• [Fragment]:
--- --- ---
Genieten van de eenvoudige dingen in het leven, dat was de ambitie van huisarts Thierry Boedt toen hij twee jaar geleden besloot om een punt achter zijn carrière te zetten. Met een gemengd gevoel liet hij zijn patiënten achter in de handen van andere bekwame huisartsen. Hij keek uit naar de tijd die vrij zou komen om leuke dingen te doen, maar liet zijn patiënten liever niet in de steek. Dankzij hun warme reacties bereidde hij toch met een gerust gemoed het einde van zijn carrière zorgvuldig voor.
‘Ik heb tijdens mijn studies lang geaarzeld: ga ik voor een opleiding tot huisarts of pediater? Ik houd enorm van kinderen, dus lag optie twee voor de hand. Maar het feit dat ik me dan zou moeten binden aan een ziekenhuis of vaste spreekkamer hield me tegen. Een huisartsenpraktijk daarentegen zou me dwingen om ook naar buiten te gaan en patiënten thuis te bezoeken. Toen ik begon, ging je als huisarts nog bij de patiënt langs om de diagnose te stellen. Net dat persoonlijke contact deed me uiteindelijk overstag gaan.
De eerste duopraktijk
Ik begon in 1977 als huisarts. De militaire dienstplicht bestond toen nog. Omdat ik bang was dat ik me zou vervelen in de kazerne, trok ik als militaire arts naar het buitenland. Bij mijn terugkeer vestigde ik me in een klein industriedorp in de buurt van Doornik. Ik kende er niets of niemand, met een trage start als gevolg. Ik werkte keihard om de eindjes toch aan elkaar te kunnen knopen. Op mijn vijftigste voelde ik me eerder een slachtoffer dan een beoefenaar van de geneeskunde. Een burn-out lonkte.
Het plan om samen te werken met een jonge collega kreeg bijgevolg steeds meer vorm. Ik ging op zoek naar een assistent die uiteindelijk ook huisarts werd. We werden de eerste duopraktijk van het dorp en werkten vele jaren samen.
--- --- ---
• [Aangeleverd materiaal]:
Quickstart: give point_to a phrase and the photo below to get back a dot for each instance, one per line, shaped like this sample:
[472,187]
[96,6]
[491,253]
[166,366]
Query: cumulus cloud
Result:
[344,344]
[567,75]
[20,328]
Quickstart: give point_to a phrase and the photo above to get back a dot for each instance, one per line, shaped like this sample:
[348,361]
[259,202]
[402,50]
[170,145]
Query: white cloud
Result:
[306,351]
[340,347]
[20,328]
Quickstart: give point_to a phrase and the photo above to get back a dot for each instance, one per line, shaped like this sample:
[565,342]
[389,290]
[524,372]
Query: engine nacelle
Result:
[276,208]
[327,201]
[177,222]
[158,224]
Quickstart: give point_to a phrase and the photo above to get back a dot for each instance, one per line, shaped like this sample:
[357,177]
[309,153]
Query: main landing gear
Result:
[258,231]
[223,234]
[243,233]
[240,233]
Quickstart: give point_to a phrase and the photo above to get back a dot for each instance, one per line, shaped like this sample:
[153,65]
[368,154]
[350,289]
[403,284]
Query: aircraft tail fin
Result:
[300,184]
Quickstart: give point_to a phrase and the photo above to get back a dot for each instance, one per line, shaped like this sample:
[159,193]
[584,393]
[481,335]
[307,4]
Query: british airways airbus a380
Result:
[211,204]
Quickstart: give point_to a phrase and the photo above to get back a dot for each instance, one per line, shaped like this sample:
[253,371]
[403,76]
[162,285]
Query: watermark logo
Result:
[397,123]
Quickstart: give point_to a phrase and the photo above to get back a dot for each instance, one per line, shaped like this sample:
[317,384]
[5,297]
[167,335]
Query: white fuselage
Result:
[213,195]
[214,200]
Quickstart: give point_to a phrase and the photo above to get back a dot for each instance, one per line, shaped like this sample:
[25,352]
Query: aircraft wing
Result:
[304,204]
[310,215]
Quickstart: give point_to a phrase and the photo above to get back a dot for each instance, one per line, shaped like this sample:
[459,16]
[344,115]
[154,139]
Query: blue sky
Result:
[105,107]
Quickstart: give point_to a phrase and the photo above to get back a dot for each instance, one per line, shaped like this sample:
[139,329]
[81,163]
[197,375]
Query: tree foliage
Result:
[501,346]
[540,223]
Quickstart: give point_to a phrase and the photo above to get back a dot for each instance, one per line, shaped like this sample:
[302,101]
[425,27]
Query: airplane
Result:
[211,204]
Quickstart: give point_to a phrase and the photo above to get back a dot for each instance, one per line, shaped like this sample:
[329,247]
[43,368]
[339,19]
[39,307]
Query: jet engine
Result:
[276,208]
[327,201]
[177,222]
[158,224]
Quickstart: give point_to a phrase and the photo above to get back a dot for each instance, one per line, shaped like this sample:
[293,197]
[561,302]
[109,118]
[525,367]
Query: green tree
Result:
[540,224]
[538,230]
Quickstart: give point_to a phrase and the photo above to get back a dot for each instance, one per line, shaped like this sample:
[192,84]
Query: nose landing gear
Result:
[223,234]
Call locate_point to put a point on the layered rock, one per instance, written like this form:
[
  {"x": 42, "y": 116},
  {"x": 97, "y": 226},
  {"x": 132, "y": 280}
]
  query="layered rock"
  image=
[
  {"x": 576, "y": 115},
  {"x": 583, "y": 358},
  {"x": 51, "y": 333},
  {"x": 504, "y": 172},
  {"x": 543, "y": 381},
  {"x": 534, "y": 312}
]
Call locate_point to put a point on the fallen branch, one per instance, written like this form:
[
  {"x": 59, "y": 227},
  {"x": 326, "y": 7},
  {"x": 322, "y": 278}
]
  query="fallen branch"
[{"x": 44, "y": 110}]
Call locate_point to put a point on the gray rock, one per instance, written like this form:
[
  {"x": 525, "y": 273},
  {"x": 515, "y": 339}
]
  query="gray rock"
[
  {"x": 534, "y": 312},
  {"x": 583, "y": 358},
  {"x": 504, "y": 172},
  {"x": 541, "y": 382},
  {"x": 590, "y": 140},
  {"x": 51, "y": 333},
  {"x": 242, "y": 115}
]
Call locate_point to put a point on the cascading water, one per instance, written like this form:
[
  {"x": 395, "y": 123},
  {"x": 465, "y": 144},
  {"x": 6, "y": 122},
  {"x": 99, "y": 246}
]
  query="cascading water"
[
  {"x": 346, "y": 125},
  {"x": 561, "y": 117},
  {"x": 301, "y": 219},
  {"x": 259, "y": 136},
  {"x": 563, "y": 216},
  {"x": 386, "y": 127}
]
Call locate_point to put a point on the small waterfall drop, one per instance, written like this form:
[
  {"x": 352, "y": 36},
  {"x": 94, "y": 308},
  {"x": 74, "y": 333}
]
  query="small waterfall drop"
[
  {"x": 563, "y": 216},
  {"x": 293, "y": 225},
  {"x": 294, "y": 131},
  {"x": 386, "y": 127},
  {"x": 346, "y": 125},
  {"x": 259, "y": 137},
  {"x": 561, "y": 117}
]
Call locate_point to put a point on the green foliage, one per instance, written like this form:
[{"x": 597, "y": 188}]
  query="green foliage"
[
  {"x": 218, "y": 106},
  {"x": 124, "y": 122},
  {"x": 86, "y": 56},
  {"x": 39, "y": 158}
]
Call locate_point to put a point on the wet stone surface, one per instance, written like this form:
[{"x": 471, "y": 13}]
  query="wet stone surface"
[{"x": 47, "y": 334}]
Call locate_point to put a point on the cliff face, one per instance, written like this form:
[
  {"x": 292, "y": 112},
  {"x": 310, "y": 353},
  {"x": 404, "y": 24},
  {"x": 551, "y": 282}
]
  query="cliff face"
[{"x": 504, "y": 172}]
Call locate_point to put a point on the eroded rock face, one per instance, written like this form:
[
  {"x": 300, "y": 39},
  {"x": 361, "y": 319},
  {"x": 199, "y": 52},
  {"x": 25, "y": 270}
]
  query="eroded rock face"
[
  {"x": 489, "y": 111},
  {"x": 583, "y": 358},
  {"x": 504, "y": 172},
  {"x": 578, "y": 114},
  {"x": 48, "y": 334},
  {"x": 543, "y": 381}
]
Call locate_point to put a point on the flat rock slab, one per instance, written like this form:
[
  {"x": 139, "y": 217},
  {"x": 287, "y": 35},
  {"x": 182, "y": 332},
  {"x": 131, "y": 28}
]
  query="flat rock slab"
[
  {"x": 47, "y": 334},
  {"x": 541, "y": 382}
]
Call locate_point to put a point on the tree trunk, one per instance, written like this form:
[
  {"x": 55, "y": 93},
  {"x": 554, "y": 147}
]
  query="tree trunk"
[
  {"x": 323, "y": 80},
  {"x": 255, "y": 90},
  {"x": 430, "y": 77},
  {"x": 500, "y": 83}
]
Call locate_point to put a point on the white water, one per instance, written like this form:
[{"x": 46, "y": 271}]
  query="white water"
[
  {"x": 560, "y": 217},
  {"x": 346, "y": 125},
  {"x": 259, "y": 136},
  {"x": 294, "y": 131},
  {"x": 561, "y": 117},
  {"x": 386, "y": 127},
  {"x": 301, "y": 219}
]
--- --- ---
• [Oefenopdrachten]:
a. Geef het deel van het fragment woordelijk weer dat opent met de woorden "Het plan om" en sluit met de woorden "vele jaren samen.".
b. Vermeld in welk jaar Thierry Boedt volgens het fragment als huisarts begon.

• [Antwoorden]:
a.
Het plan om samen te werken met een jonge collega kreeg bijgevolg steeds meer vorm. Ik ging op zoek naar een assistent die uiteindelijk ook huisarts werd. We werden de eerste duopraktijk van het dorp en werkten vele jaren samen.

b. In 1977.